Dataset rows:
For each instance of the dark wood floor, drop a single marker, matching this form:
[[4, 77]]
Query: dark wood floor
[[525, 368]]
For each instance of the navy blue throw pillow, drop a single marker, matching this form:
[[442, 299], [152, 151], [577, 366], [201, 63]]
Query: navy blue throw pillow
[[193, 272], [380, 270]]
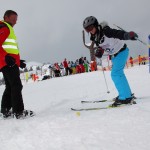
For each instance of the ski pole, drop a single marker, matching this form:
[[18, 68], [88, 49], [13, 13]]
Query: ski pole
[[136, 38], [104, 76]]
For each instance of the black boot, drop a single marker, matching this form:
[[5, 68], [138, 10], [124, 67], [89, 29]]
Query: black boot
[[119, 102]]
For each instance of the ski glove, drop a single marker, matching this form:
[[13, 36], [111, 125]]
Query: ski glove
[[130, 36], [99, 52], [22, 64], [10, 61]]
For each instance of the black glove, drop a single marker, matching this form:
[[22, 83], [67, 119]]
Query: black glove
[[99, 52], [130, 36], [22, 64], [10, 61]]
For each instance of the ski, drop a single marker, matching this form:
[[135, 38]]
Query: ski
[[99, 101], [99, 108]]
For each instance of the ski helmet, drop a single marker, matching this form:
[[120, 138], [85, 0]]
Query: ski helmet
[[90, 21]]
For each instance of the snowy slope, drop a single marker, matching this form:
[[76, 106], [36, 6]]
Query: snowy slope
[[56, 127]]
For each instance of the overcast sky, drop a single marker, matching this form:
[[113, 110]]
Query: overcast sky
[[51, 30]]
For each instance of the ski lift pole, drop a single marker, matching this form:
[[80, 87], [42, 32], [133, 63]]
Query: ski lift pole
[[149, 52]]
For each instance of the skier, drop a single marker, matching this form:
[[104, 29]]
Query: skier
[[9, 65], [111, 41]]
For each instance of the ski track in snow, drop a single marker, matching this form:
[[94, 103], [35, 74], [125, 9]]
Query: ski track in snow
[[56, 127]]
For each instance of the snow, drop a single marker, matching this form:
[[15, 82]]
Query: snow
[[56, 127]]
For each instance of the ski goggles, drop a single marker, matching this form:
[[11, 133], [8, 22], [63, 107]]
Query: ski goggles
[[89, 28]]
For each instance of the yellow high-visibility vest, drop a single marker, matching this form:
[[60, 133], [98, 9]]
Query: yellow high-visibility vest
[[10, 45]]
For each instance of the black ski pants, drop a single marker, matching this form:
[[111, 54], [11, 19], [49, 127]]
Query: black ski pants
[[12, 96]]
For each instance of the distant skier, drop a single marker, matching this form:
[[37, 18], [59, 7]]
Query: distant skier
[[111, 41]]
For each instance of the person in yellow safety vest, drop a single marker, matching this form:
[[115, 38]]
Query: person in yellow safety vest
[[12, 102]]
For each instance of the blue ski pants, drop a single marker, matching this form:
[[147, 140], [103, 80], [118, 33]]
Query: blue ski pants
[[118, 76]]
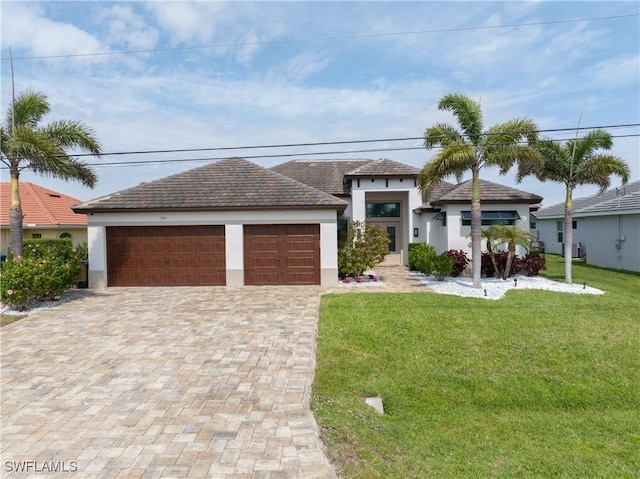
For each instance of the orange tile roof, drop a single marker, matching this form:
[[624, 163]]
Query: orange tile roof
[[40, 206]]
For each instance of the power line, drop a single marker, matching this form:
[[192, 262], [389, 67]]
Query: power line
[[329, 38], [289, 155], [329, 143]]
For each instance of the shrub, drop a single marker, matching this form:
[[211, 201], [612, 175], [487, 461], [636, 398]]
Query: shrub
[[47, 269], [366, 246], [460, 262], [443, 266], [421, 256], [533, 263]]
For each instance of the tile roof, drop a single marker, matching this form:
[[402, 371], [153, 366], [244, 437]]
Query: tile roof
[[40, 206], [325, 175], [227, 184], [615, 199], [489, 193]]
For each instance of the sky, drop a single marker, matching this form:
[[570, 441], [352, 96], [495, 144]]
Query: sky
[[258, 79]]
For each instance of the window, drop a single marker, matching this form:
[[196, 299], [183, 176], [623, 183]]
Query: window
[[391, 231], [383, 210], [560, 231], [492, 218], [441, 216], [343, 231]]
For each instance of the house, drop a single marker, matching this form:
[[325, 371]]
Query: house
[[606, 228], [235, 223], [46, 214]]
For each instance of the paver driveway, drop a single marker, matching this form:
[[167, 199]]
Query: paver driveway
[[164, 382]]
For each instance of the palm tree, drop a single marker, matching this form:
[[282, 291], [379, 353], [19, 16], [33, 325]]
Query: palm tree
[[513, 236], [491, 237], [43, 149], [574, 163], [470, 149]]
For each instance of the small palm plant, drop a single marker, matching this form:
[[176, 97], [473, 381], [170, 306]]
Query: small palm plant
[[513, 236]]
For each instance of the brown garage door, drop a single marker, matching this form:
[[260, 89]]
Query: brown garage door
[[281, 254], [165, 256]]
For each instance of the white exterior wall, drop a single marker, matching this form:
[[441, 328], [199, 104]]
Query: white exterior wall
[[611, 241], [404, 191], [233, 222], [598, 235], [459, 236]]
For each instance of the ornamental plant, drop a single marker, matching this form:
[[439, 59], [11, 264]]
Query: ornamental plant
[[443, 266], [421, 257], [460, 263], [48, 268], [365, 247]]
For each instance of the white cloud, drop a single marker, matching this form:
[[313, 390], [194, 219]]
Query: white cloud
[[128, 28], [26, 27], [616, 72]]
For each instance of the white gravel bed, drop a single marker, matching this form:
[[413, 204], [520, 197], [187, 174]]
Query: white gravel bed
[[494, 288]]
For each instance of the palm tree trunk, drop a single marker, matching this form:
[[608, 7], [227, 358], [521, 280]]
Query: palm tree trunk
[[492, 255], [510, 255], [568, 235], [476, 230], [15, 215]]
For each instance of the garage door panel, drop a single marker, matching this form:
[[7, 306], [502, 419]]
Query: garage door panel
[[282, 254], [166, 256]]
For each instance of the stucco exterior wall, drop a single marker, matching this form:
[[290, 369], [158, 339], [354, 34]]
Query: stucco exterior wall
[[233, 222], [607, 240], [78, 234]]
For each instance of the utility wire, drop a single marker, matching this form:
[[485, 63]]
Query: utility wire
[[329, 38], [330, 143], [289, 155]]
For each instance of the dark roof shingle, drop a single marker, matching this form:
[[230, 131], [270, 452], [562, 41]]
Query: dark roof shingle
[[325, 175], [489, 193], [227, 184], [615, 199]]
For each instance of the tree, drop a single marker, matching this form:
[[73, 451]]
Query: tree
[[513, 236], [43, 149], [470, 149], [574, 163]]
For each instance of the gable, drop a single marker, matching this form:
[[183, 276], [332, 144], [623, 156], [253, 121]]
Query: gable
[[40, 206]]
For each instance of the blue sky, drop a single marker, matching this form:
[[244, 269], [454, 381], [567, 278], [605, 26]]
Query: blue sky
[[237, 74]]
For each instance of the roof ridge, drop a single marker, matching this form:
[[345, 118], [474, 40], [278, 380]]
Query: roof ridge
[[36, 194]]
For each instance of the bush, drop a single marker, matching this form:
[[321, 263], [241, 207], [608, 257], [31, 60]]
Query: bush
[[366, 246], [460, 263], [533, 263], [47, 269], [443, 265], [421, 257]]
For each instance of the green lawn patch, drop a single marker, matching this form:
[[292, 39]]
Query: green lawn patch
[[538, 384]]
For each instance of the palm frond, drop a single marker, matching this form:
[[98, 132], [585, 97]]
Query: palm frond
[[73, 134], [30, 107], [467, 112], [441, 134], [454, 160], [598, 169]]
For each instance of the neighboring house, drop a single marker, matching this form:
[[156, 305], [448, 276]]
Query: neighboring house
[[606, 228], [235, 223], [46, 214]]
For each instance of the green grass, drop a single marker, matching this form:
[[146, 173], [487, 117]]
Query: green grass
[[536, 385]]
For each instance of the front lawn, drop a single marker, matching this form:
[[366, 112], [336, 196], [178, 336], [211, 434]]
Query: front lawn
[[536, 385]]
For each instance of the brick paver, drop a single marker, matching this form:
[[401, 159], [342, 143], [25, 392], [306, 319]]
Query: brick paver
[[166, 382]]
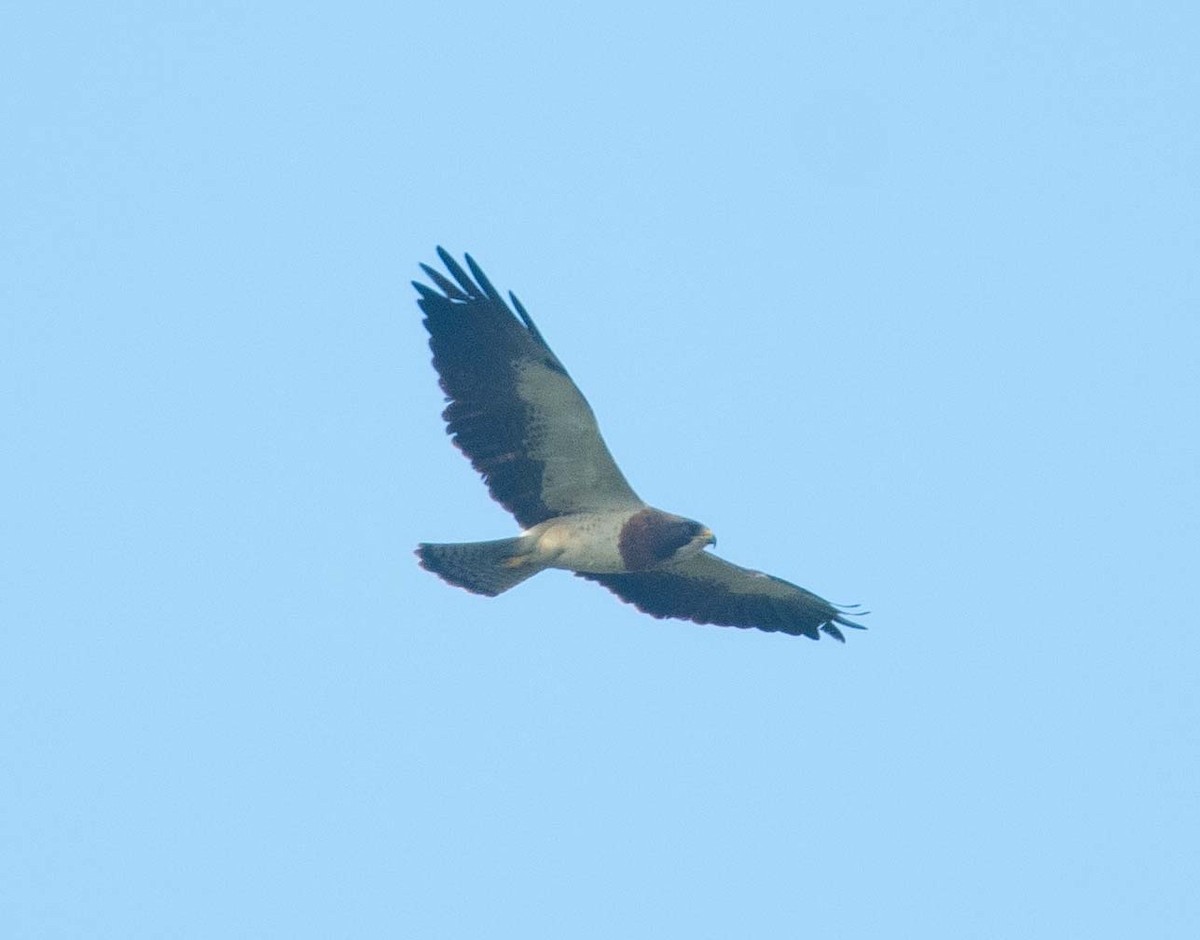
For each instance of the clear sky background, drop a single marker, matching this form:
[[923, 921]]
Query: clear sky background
[[901, 299]]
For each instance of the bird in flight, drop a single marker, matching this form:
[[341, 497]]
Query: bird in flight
[[516, 414]]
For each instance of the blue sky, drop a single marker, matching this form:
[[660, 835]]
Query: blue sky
[[900, 299]]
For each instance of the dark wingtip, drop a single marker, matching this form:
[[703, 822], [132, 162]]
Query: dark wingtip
[[481, 280]]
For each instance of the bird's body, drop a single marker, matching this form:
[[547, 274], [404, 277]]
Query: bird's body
[[515, 412]]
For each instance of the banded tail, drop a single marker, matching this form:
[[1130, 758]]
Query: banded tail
[[481, 567]]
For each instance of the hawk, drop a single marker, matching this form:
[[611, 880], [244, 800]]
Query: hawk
[[516, 414]]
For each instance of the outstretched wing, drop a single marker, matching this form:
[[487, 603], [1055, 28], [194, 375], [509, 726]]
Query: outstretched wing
[[514, 411], [709, 590]]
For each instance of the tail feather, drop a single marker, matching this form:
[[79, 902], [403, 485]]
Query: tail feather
[[481, 567]]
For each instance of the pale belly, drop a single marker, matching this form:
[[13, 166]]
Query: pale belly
[[587, 543]]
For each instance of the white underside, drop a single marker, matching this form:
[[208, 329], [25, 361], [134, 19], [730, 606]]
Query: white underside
[[580, 543]]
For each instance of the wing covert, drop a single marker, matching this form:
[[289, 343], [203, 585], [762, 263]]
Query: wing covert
[[513, 408], [705, 588]]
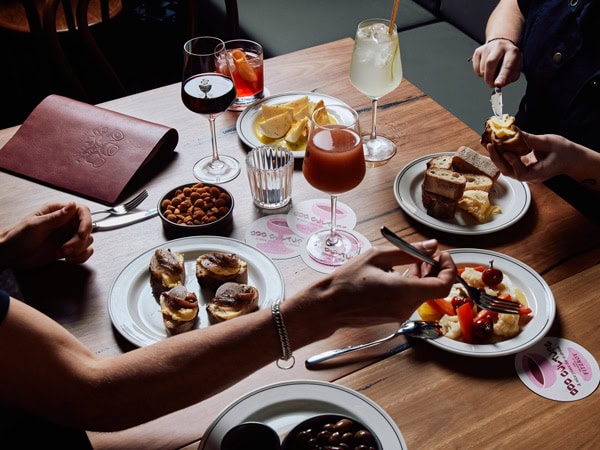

What you are asked to do: Write out the records from the line containing "For each instance of the hawk, drop" through the end of the records, both ends included, and leave out the pictures.

Response for this exercise:
For each instance of the hawk, drop a single marker, matching this form:
[[611, 880], [244, 800]]
Query: hawk
[[516, 414]]
For each instance of the outstretched wing, drop a single marker, matching this form:
[[487, 603], [1055, 28], [194, 375], [509, 726]]
Query: outstretched wing
[[514, 411], [709, 590]]
For each instance of the tail feather, drop a single marker, matching this form:
[[79, 902], [403, 485]]
Query: tail feather
[[481, 567]]
For each instance of the pale belly, drop a single marker, matching this form:
[[13, 166]]
Query: pale belly
[[587, 543]]
For each instance of the white underside, drop a single marker, matching this form:
[[208, 329], [25, 361], [134, 19], [730, 606]]
Query: white underside
[[580, 543]]
For each instance of the wing covert, drop a single marker, matching this form:
[[289, 343], [203, 585], [762, 263]]
Query: wing covert
[[513, 408], [705, 588]]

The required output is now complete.